- Provided data -
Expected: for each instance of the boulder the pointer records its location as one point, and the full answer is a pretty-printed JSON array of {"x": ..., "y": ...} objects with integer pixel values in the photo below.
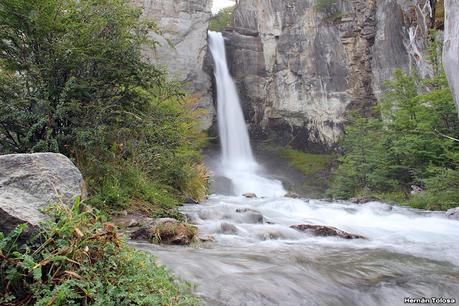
[
  {"x": 167, "y": 231},
  {"x": 251, "y": 216},
  {"x": 325, "y": 231},
  {"x": 30, "y": 182},
  {"x": 250, "y": 195},
  {"x": 228, "y": 228},
  {"x": 453, "y": 213},
  {"x": 292, "y": 195}
]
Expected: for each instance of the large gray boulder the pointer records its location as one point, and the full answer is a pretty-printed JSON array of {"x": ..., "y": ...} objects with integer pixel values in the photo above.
[
  {"x": 29, "y": 182},
  {"x": 451, "y": 46}
]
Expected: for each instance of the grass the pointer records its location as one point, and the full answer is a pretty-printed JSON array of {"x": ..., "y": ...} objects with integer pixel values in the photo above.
[{"x": 80, "y": 259}]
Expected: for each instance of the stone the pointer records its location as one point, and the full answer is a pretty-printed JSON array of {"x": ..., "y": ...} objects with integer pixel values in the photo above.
[
  {"x": 250, "y": 216},
  {"x": 292, "y": 195},
  {"x": 228, "y": 228},
  {"x": 166, "y": 231},
  {"x": 325, "y": 231},
  {"x": 451, "y": 46},
  {"x": 453, "y": 213},
  {"x": 182, "y": 47},
  {"x": 190, "y": 200},
  {"x": 30, "y": 182},
  {"x": 299, "y": 75},
  {"x": 250, "y": 195}
]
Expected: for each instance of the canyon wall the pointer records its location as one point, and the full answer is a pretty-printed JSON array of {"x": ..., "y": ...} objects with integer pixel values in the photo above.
[
  {"x": 301, "y": 68},
  {"x": 451, "y": 46},
  {"x": 182, "y": 46}
]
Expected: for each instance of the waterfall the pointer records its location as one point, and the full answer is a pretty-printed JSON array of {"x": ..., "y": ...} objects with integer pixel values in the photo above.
[{"x": 237, "y": 160}]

- To do -
Reproduce all of the data above word for word, leaving out the picture.

- Result of the exercise -
Expected: for each instance of the boulder the pointer records its location as one point, and the full answer is a pretty-printed JSON array of {"x": ..., "y": ...} objects with integer pixel values in the photo below.
[
  {"x": 167, "y": 231},
  {"x": 251, "y": 216},
  {"x": 325, "y": 231},
  {"x": 30, "y": 182},
  {"x": 250, "y": 195},
  {"x": 228, "y": 228},
  {"x": 453, "y": 213},
  {"x": 292, "y": 195}
]
Expected: for each instance of the large gray boulder the pointer records its location as one point, and the full answer is a pretty-printed JSON array of {"x": ..., "y": ...} objects with integer pixel values in the photo above.
[
  {"x": 29, "y": 182},
  {"x": 451, "y": 46}
]
Expected: for each instance of the grass the pointer records its location as one point, and the full answer is a pretty-printed JSON array of {"x": ..., "y": ...} objects with integer pixel values in the photo above.
[{"x": 80, "y": 259}]
Expected: for each instance of the stone the pointer records its location as one point, and the full answer is a pretty-printed JSON array of {"x": ..., "y": ...} objects with integer pixel values in the photo above.
[
  {"x": 250, "y": 216},
  {"x": 292, "y": 195},
  {"x": 228, "y": 228},
  {"x": 166, "y": 231},
  {"x": 325, "y": 231},
  {"x": 451, "y": 46},
  {"x": 453, "y": 213},
  {"x": 182, "y": 47},
  {"x": 190, "y": 200},
  {"x": 30, "y": 182},
  {"x": 299, "y": 75},
  {"x": 250, "y": 195}
]
Expected: for each instance of the canyon wall the pointer records its location as one point, and the full answer is a pretty-printed JSON array of {"x": ..., "y": ...} objects with integer pixel values in the photo above.
[
  {"x": 301, "y": 68},
  {"x": 451, "y": 46},
  {"x": 182, "y": 46}
]
Expected: for each instance of the waterfall the pointer records its location as one point, and the full answer is a pretty-printed JSON array of {"x": ..., "y": ...} objects with integer pixel values in the photo above.
[{"x": 237, "y": 160}]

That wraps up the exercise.